▸ **SUPPLIED PASSAGE**
++++++++

The highest political position Wolsey attained was Lord Chancellor, the King's chief adviser (formally, as his successor and disciple Thomas Cromwell was not). In that position, he enjoyed great freedom and was often depicted as an alter rex (other king). After failing to negotiate an annulment of Henry's marriage to Catherine of Aragon, Wolsey fell out of favour and was stripped of his government titles. He retreated to York to fulfill his ecclesiastical duties as Archbishop of York, a position he nominally held, but had neglected during his years in government. He was recalled to London to answer to charges of treason — a common charge used by Henry against ministers who fell out of favour — but died en route of natural causes.

Early life

Thomas Wolsey was born circa 1473, the son of Robert Wolsey of Ipswich and his wife Joan Daundy.[2] His father was widely thought to have been a butcher[3] and a cattle dealer.[4]

Thomas Wolsey attended Ipswich School[5] and Magdalen College School before studying theology at Magdalen College, Oxford. On 10 March 1498, he was ordained a priest in Marlborough,[6] Wiltshire and remained in Oxford, first as the Master of Magdalen College School before quickly being appointed the dean of divinity. Between 1500 and 1509 he held the living of Church of Saint Mary, Limington, in Somerset.[7] In 1502, he left and became a chaplain to Henry Deane, archbishop of Canterbury, who died the following year.[2] He was then taken into the household of Sir Richard Nanfan, who trusted Wolsey to be executor of his estate. After Nanfan's death in 1507, Wolsey entered the service of Henry VII.

It was to Wolsey's advantage that Henry VII had introduced measures to curb the power of the nobility and was prepared to favour those from more humble backgrounds.[8] Henry VII appointed Wolsey royal chaplain.[9] In this position Wolsey was secretary to Richard Foxe, who recognized Wolsey's innate ability and dedication and appreciated his industry and willingness to take on tedious tasks.[10] Thomas Wolsey's remarkable rise to power from humble origins can be attributed to his high level of intelligence and organisation, his extremely industrious nature, his driving ambition for power, and the rapport he was able to achieve with the King. In April 1508, Wolsey was sent to Scotland to discuss with King James IV rumours of the renewal of the auld alliance.[11]

Wolsey's rise coincided with the accession of the new monarch, Henry VIII, whose character, policies and diplomatic mindset differed significantly from those of his father. In 1509, Henry appointed Wolsey to the post of Almoner,[2] a position that gave him a seat on the Privy Council, providing an opportunity to raise his profile and to establish a rapport with the King.[12] A factor in Wolsey's rise was that the young Henry VIII was not particularly interested in the details of governing during his early years.[13]

Rise to prominence

The primary counsellors whom Henry VIII inherited from his father – Richard Foxe (Bishop of Winchester) and William Warham (Archbishop of Canterbury) – were cautious and conservative, advising the King to be a careful administrator like his father. Henry soon appointed to his Privy Council individuals more sympathetic to his own views and inclinations. Until 1511, Wolsey was adamantly anti-war; however, when the King expressed his enthusiasm for an invasion of France, Wolsey was able to adapt to the King's mindset and gave persuasive speeches to the Privy Council in favour of war. Warham and Foxe, who failed to share the King’s enthusiasm for the French war, fell from power (1515/1516) and Wolsey took over as the King's most trusted advisor and administrator. In 1515, Warham resigned as Lord Chancellor, probably under pressure from the King and Wolsey, and Henry appointed Wolsey in his place.[14]

Wolsey carefully tried to destroy or neutralise the influence of other courtiers. He was blamed for the fall of Edward Stafford, 3rd Duke of Buckingham, in 1521; and in 1527 he prosecuted Henry's close friend William Compton and Henry's ex-mistress Anne Stafford, Countess of Huntingdon, through the ecclesiastical courts for adultery. In the case of Charles Brandon, Duke of Suffolk, Wolsey attempted to win his favour instead, by his actions after the Duke secretly married Henry’s sister Mary Tudor, Queen of France, much to the King’s displeasure. Wolsey advised the King not to execute the newlyweds, but to embrace them; whether this was through care for the couple or for his own safety – the Dowager Queen of France was royalty and that made her dangerous if she chose to go against him for she was close to her brother, the King – is unknown.

++++++++

▸ **ITEMS**
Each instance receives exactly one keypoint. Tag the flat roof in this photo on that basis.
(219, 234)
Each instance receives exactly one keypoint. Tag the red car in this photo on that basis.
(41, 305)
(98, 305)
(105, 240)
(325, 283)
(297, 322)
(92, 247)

++++++++

▸ **TASK SET**
1) In the passage on Thomas Wolsey, what position did Henry VIII appoint Wolsey to in 1509?
2) Continue the passage on Thomas Wolsey from its final sentence.

▸ **EXERCISE RESULTS**
1) Almoner

2)
Wolsey's rise to a position of great secular power paralleled his increased responsibilities in the Church. He became a Canon of Windsor in 1511, the same year that he became a member of the Privy Council. In 1514 he was made Bishop of Lincoln, and then Archbishop of York in the same year. Pope Leo X made him a cardinal in 1515, with the titular church S. Cæciliæ trans Tiberim. As tribute to the success of his campaign in France and subsequent peace negotiations, Wolsey was further rewarded by the church: in 1523 he became Prince-Bishop of Durham.

Foreign policy

"Cardinal Woolsey" (an archaic spelling[15]) by an unknown artist c.1520. Detail from an oil on panel in the National Portrait Gallery, London

War with France

The war against France in 1512–14 was the most significant opportunity for Wolsey to demonstrate his talents in the foreign policy arena. A convenient justification for going to war came in 1511 in the form of a plea for help from Pope Julius II, who was beginning to feel threatened by France. England formed an alliance with the Pope, Ferdinand V of Spain, and Maximilian I, Holy Roman Emperor against Louis XII of France.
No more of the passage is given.